Requirement 1 ->
Answer these questions from the posts on California employment law:
(a) Which court issued the opinion in Lonicki v. Sutter Health Central?
(b) What kind of employee did the court use as an example?
(c) What was the title of the form Ralphs wanted the employee to sign?
Requirement 2 -> Transcribe the posts on California employment law from "This ruling will" to "that may change.".
Requirement 3 -> Continue the posts on California employment law from where they stop.

Text segment ->
:::
Monday, April 14, 2008

Employee Can Work Similar Job For Another Employer and Still Get Medical Leave

Assume your employee comes to you and requests medical leave.  You grant the leave, and then later learn that while on medical leave, the employee has been performing a similar job for another employer.  Does this prevent the employee from continuing on the medical leave that you granted?  Not necessarily, according to the recent California Supreme Court opinion in Lonicki v. Sutter Health Central.  According to this opinion, the employee's work for another employer in a similar job is evidence that the employee could have performed the job for the leave-granting employer.  But it is not conclusive evidence.  The court gave an example of an emergency room employee.  An emergency room that treats a high-volume of life-threatening injuries may be far more stressful than similar work in the emergency room of a hospital that sees relatively few injuries.  In addition, one position might be full-time, while the other might be part time.

This ruling will make it harder for California employers to challenge employee medical leave requests, because almost no two jobs are exactly alike.  So long as some distinction can be found between the positions at issue, the employee will have an argument that work for another employer in a similar position does not prevent the employee from remaining on leave.  Employers can take some solace in the fact that this situation is probably fairly rare, although, given this opinion, that may change.  

Tuesday, April 1, 2008

Metters v. Ralphs Grocery Co.:  Don't Disguise Your Arbitration Agreement

A recent California Appellate Court case, Metters v. Ralphs Grocery Co., sends a clear message to employers:  don't disguise your arbitration agreement if you want it to be enforced.  In Metters, the plaintiff employee wanted Ralphs to internally investigate his claim of discrimination.  Ralphs, however, wanted the employee to first sign off an an ambiguously titled "Notice of Dispute and Request for Resolution Form."  The form contained an area where the employee could set forth discrimination claims.  It contained language indicating that the employee could voluntarily mediate disputes with the company.  And it indicated that the employee, by submitting the form, was agreeing to mandatory, binding arbitration of any "covered disputes" as defined in a "Policy" of Ralphs' that was referenced but not attached, and according to the employee, never provided.  The employee signed the form and submitted it.
:::
Data supplied ->
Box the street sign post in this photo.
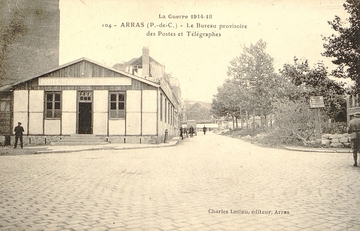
[310,96,325,139]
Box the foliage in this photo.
[280,57,346,121]
[323,0,360,93]
[228,40,276,114]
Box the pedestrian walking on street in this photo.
[180,127,184,140]
[203,125,207,135]
[348,112,360,167]
[14,122,24,148]
[189,126,194,137]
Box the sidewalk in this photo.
[284,146,352,153]
[0,137,180,155]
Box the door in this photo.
[78,91,93,134]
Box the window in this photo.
[46,92,61,118]
[110,92,125,119]
[164,99,167,123]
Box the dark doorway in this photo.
[78,102,92,134]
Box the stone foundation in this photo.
[321,134,351,148]
[0,135,172,146]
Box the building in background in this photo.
[182,101,218,130]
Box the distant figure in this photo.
[14,122,24,148]
[348,112,360,167]
[180,127,184,140]
[189,126,194,137]
[203,125,207,135]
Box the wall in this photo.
[321,134,350,148]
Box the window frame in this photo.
[109,91,126,120]
[44,91,62,119]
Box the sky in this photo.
[60,0,348,102]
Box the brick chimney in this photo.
[142,47,150,78]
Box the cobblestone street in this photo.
[0,133,360,231]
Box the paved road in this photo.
[0,133,360,230]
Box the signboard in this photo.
[310,96,325,108]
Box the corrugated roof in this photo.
[0,57,160,91]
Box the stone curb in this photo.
[35,139,179,154]
[284,147,352,153]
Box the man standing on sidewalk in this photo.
[14,122,24,148]
[348,112,360,167]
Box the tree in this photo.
[0,11,27,86]
[280,57,346,122]
[211,79,240,128]
[322,0,360,90]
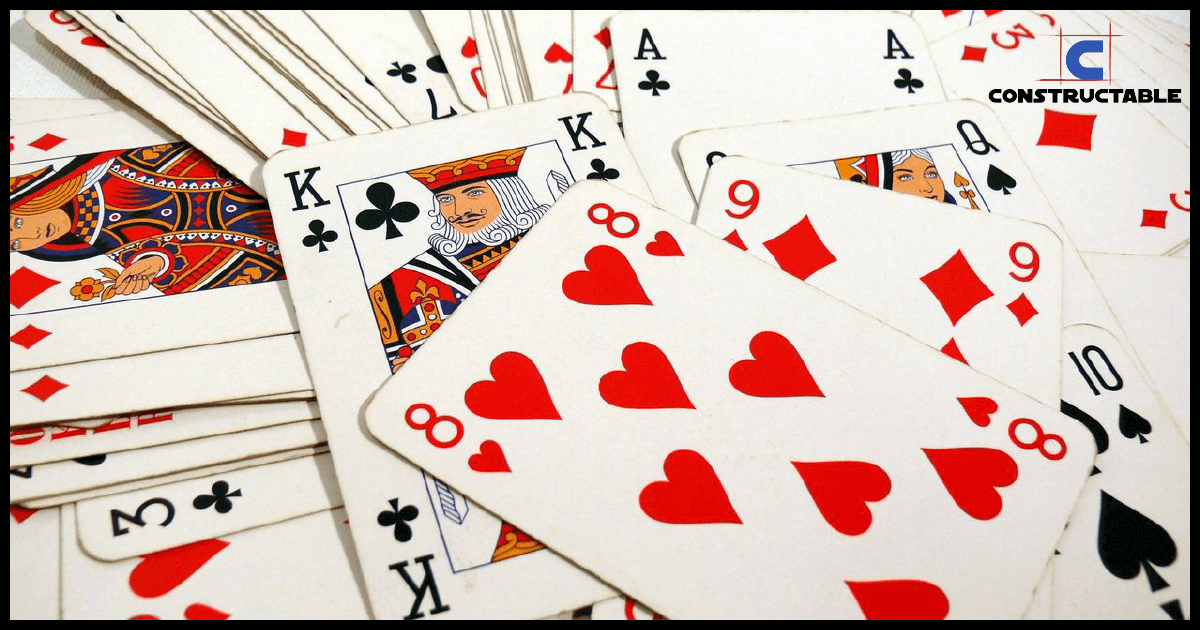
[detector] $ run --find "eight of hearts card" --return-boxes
[366,182,1094,618]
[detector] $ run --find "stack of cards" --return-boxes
[10,10,1190,619]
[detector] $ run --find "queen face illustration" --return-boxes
[892,152,946,200]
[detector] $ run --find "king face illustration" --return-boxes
[8,143,284,301]
[367,148,554,372]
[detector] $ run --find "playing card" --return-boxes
[571,8,620,121]
[21,445,329,509]
[192,11,355,140]
[25,10,263,190]
[8,98,124,124]
[930,12,1190,256]
[8,420,325,503]
[256,95,648,618]
[100,11,325,157]
[679,101,1120,338]
[1021,556,1056,620]
[592,596,664,622]
[8,112,296,370]
[1051,325,1192,619]
[696,157,1062,406]
[8,8,118,101]
[8,505,59,619]
[1102,10,1192,68]
[76,448,342,560]
[610,11,946,218]
[912,10,1003,42]
[8,334,312,426]
[421,10,487,112]
[8,401,318,469]
[470,10,532,108]
[248,10,408,128]
[365,182,1094,618]
[62,506,368,619]
[305,10,463,124]
[1084,254,1192,440]
[68,11,250,145]
[509,8,575,101]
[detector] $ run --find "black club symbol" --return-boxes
[637,70,671,96]
[425,55,450,74]
[376,499,420,542]
[192,481,241,514]
[892,68,925,94]
[354,181,421,239]
[588,160,620,180]
[388,61,416,83]
[300,218,337,253]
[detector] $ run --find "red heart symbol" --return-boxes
[563,245,653,306]
[546,43,575,64]
[846,580,950,619]
[922,449,1016,521]
[184,604,229,622]
[600,342,696,409]
[792,462,892,536]
[8,505,37,524]
[730,330,824,398]
[637,450,742,524]
[646,232,683,256]
[130,539,229,598]
[959,396,1000,426]
[464,352,562,420]
[467,439,512,473]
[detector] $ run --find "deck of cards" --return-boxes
[8,10,1192,619]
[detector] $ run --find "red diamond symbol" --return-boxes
[20,374,67,402]
[29,133,66,151]
[8,505,37,524]
[962,46,988,61]
[942,337,971,365]
[8,324,50,348]
[8,266,59,308]
[762,217,838,280]
[1141,209,1166,228]
[1038,109,1096,151]
[283,128,308,146]
[721,230,746,252]
[920,250,994,324]
[593,26,612,48]
[1008,293,1038,326]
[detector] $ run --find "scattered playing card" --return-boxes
[8,8,1190,620]
[360,182,1094,618]
[696,152,1062,406]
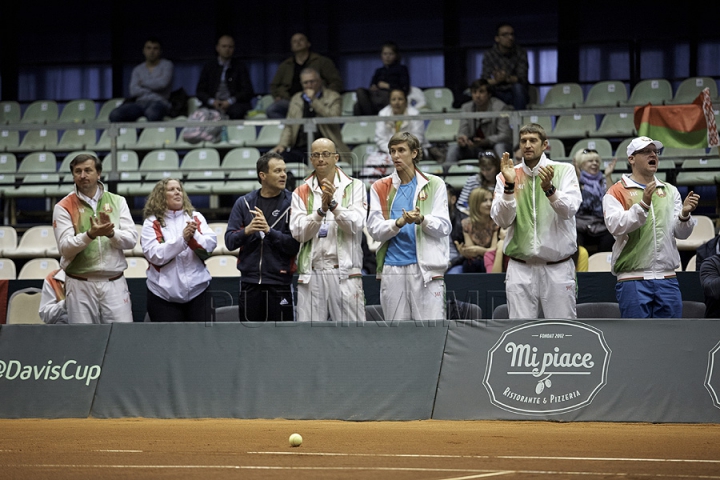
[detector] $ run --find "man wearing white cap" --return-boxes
[603,137,700,318]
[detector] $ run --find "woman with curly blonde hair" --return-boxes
[140,178,217,322]
[455,187,505,273]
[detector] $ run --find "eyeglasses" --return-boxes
[633,148,660,155]
[310,152,337,160]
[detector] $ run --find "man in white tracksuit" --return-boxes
[368,132,452,320]
[290,138,367,322]
[490,123,582,318]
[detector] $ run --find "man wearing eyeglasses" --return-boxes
[603,137,700,318]
[290,138,367,322]
[272,68,350,163]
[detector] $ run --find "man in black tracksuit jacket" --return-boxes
[225,153,300,322]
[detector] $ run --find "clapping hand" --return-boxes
[183,221,197,243]
[87,212,115,239]
[245,207,270,235]
[500,152,515,183]
[682,191,700,217]
[403,207,425,224]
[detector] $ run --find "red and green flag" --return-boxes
[635,88,720,148]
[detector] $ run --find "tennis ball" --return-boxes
[290,433,302,447]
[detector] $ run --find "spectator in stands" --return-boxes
[140,178,217,322]
[195,35,255,120]
[53,153,138,323]
[363,89,429,176]
[490,123,582,318]
[458,151,500,215]
[290,138,367,322]
[109,37,173,122]
[265,33,343,118]
[700,254,720,318]
[225,152,300,322]
[455,187,502,273]
[447,78,512,163]
[272,68,350,162]
[573,149,617,252]
[368,132,452,320]
[482,23,529,110]
[445,183,465,275]
[353,42,410,116]
[38,268,68,324]
[603,137,700,318]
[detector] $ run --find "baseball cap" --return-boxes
[627,137,663,157]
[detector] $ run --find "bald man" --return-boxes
[290,138,367,322]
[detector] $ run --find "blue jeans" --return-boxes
[109,101,170,122]
[615,278,682,318]
[493,83,528,110]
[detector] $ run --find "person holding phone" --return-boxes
[53,153,138,323]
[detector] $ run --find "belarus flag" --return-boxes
[635,88,720,148]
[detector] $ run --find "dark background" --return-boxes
[0,0,720,101]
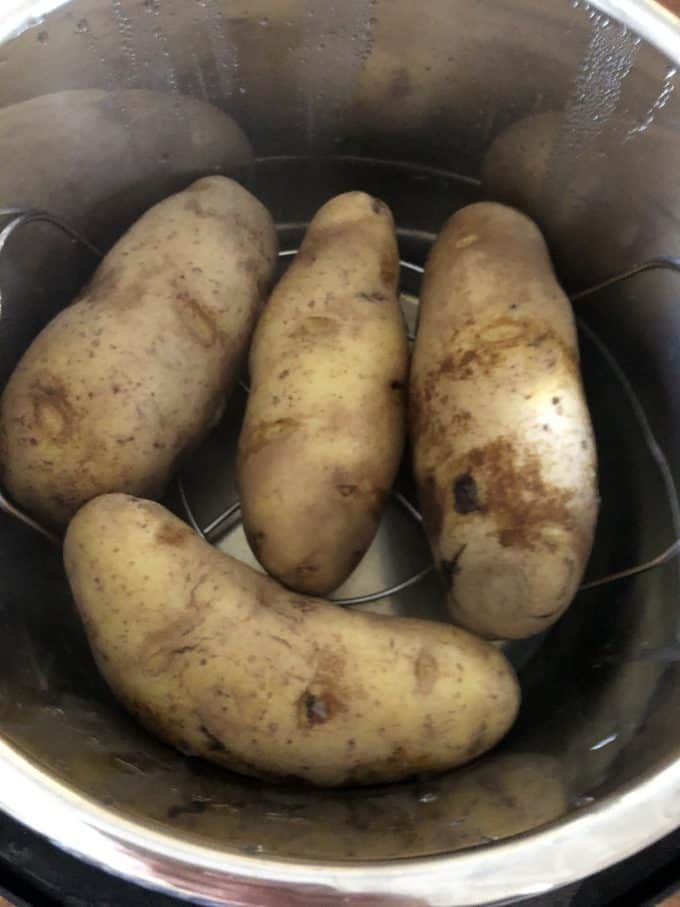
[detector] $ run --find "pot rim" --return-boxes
[0,0,680,907]
[0,741,680,907]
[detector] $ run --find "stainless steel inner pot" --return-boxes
[0,0,680,907]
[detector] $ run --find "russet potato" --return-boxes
[238,192,408,595]
[0,176,277,527]
[64,494,519,786]
[410,202,598,639]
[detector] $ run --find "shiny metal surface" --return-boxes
[0,0,680,907]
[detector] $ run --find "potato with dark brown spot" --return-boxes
[238,192,408,595]
[64,495,519,786]
[410,202,598,639]
[0,176,276,527]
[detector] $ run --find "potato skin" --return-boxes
[410,202,598,639]
[238,192,408,595]
[0,176,276,527]
[64,495,519,786]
:::
Task response 1 ->
(a) The California Supreme Court.
(b) An emergency room employee.
(c) "Notice of Dispute and Request for Resolution Form."

Task response 2 ->
This ruling will make it harder for California employers to challenge employee medical leave requests, because almost no two jobs are exactly alike.  So long as some distinction can be found between the positions at issue, the employee will have an argument that work for another employer in a similar position does not prevent the employee from remaining on leave.  Employers can take some solace in the fact that this situation is probably fairly rare, although, given this opinion, that may change.

Task response 3 ->
The employee claimed he made numerous attempts to follow up with Ralphs regarding his complaint, but received no response.  He subsequently tried to sue Ralphs for discrimination, and Ralphs moved to compel arbitration.  The employee opposed the motion, claiming that he had never agreed to arbitrate his case. 

The trial court ruled that the employee was not bound to arbitrate his claims.  The court of appeal upheld the trial court's finding that there had been no "meeting of the minds" between the employee and Ralphs regarding arbitration.  The "ambiguous, nebulous form" might have been something a "transactional attorney sitting in an office somewhere" could have determined to be an arbitration agreement, but the employee could not be expected to figure that out.  

The lesson for employers?  Make sure your arbitration agreement looks, smells, and tastes like an arbitration agreement.  Clearly label your agreement, and spell out the consequences for an employee that signs it (waiver of jury trial, specific claims to be arbitrated, etc.)  Make it a stand alone agreement.  If the agreement says something is attached, make sure it is attached. And do not condition the investigation of claims of discrimination, as Ralphs did, on an employee's willingness to sign the agreement.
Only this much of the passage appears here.